Collected data
Segment Open

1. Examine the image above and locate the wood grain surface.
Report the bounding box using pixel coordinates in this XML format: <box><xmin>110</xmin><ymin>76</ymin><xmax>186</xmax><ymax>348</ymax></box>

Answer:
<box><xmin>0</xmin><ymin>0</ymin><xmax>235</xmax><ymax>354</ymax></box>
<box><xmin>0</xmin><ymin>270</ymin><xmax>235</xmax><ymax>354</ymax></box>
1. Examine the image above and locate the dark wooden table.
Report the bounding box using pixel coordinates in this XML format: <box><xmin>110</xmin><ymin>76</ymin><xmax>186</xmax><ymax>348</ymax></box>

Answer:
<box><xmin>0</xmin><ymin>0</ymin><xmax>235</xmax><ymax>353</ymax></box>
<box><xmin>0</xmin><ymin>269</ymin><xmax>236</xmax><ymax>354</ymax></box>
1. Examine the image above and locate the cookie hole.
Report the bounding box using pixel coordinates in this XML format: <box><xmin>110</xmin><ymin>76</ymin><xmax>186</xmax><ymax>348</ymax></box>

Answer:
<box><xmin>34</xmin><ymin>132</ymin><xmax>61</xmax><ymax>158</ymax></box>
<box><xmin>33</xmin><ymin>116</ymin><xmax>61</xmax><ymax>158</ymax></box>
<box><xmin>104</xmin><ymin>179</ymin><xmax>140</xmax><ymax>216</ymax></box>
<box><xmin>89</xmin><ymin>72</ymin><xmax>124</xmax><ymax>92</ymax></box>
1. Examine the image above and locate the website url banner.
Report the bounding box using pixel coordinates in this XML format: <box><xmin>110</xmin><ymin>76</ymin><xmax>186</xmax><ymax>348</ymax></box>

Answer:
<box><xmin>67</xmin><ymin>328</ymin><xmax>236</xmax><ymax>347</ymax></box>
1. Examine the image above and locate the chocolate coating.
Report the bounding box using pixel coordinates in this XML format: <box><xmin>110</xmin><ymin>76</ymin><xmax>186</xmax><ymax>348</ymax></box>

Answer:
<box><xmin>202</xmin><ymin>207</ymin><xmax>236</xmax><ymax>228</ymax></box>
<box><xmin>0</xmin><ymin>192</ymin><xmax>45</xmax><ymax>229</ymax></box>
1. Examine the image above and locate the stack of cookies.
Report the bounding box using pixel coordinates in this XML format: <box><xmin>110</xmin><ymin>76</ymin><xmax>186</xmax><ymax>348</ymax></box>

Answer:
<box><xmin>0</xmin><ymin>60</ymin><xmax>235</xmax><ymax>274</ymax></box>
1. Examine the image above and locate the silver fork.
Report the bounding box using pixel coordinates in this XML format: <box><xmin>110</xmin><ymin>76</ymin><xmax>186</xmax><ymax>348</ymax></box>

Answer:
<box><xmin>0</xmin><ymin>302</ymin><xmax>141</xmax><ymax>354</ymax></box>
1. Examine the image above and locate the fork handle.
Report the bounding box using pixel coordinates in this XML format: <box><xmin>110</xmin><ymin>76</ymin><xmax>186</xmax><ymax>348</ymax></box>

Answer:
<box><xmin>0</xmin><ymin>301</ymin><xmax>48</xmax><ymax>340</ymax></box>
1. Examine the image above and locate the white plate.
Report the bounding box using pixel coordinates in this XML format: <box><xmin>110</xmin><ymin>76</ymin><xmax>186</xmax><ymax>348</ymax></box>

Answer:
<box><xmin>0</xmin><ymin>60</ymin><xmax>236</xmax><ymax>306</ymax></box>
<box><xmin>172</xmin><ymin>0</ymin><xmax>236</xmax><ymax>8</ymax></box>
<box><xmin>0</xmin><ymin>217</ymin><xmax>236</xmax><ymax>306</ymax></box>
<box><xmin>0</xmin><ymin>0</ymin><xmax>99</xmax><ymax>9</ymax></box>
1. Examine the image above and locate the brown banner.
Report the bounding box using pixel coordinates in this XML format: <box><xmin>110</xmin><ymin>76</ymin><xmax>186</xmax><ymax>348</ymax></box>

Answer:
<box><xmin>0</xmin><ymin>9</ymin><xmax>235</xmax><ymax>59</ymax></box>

Segment Closed
Segment Open

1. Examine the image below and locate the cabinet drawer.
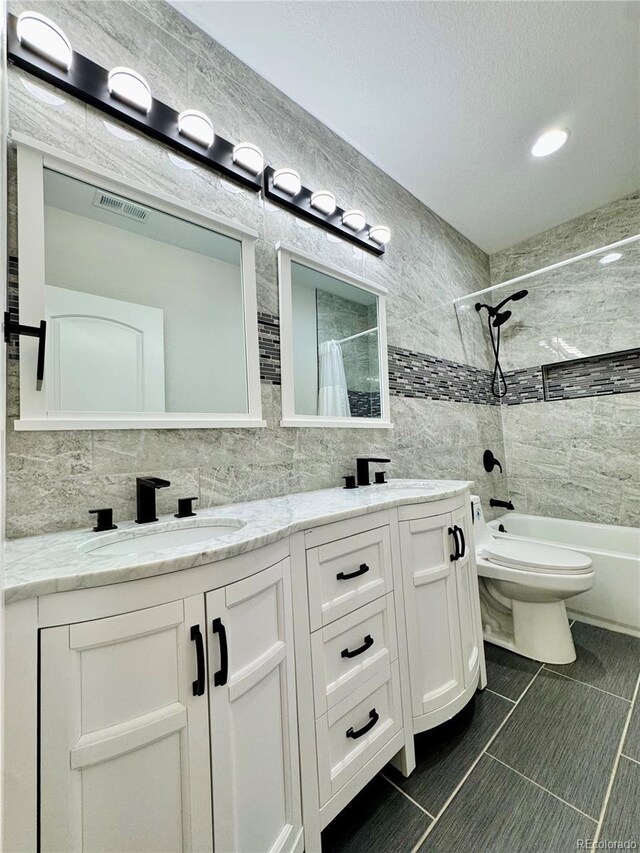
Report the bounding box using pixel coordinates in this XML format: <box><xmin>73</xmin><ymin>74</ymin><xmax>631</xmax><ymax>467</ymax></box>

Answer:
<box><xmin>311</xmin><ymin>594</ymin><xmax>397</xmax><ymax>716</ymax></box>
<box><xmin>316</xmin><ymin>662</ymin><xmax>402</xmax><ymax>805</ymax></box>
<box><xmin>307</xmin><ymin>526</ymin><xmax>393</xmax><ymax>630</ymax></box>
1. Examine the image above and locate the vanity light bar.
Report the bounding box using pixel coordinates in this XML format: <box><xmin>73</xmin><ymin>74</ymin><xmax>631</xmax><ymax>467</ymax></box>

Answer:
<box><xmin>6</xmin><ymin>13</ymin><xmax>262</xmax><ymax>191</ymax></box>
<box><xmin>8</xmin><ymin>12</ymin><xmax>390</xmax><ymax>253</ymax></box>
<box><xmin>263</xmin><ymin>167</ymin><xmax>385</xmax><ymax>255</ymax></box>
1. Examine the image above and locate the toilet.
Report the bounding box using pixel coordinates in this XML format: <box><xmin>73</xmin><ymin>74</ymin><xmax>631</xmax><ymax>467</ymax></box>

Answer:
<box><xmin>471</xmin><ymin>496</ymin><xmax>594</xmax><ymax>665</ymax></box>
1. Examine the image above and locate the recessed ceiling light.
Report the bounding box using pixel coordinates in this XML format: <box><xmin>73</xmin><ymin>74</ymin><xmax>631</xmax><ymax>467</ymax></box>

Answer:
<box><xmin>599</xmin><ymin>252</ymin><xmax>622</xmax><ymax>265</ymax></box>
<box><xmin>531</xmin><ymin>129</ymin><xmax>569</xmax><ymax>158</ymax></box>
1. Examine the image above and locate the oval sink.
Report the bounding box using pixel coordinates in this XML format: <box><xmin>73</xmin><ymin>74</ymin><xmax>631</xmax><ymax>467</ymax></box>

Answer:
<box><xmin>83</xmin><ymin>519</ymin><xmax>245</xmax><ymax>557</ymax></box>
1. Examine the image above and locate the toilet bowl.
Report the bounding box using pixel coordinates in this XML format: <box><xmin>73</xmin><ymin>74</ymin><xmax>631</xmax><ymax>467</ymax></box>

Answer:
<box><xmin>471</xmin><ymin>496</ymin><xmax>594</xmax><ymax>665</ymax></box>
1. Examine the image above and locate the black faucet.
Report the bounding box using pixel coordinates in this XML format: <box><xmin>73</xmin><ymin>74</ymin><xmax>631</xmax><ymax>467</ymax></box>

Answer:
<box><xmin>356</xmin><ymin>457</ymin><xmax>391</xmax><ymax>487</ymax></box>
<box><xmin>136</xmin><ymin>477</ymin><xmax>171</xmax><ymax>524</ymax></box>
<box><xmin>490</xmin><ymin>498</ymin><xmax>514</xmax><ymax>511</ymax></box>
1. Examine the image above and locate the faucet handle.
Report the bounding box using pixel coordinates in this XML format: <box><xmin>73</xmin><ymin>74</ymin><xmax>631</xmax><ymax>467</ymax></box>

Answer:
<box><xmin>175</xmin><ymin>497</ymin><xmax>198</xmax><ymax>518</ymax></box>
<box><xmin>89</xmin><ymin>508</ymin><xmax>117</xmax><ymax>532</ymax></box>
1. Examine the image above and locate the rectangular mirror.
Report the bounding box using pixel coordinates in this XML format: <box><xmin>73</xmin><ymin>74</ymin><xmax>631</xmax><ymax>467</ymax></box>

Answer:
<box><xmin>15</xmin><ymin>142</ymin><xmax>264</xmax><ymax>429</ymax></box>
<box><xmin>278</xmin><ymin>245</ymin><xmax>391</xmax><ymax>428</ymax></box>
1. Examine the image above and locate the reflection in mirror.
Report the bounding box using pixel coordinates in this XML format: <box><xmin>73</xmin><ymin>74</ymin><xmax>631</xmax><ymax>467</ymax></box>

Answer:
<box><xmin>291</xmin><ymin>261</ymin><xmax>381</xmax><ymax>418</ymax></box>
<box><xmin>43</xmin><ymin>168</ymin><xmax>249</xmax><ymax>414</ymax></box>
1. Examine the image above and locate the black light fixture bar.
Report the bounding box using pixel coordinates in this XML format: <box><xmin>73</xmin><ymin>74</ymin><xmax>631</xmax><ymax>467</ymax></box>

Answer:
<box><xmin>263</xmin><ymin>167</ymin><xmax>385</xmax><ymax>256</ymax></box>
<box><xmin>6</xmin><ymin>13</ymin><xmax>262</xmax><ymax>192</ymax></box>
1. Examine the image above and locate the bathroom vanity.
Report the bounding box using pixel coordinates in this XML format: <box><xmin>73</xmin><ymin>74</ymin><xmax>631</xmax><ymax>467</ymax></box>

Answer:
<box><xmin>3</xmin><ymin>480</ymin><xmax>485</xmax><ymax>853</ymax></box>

Segment Closed

» Task to carry out
Among the lines of the entries, count those containing the string "banner" and give only the number.

» Expected answer
2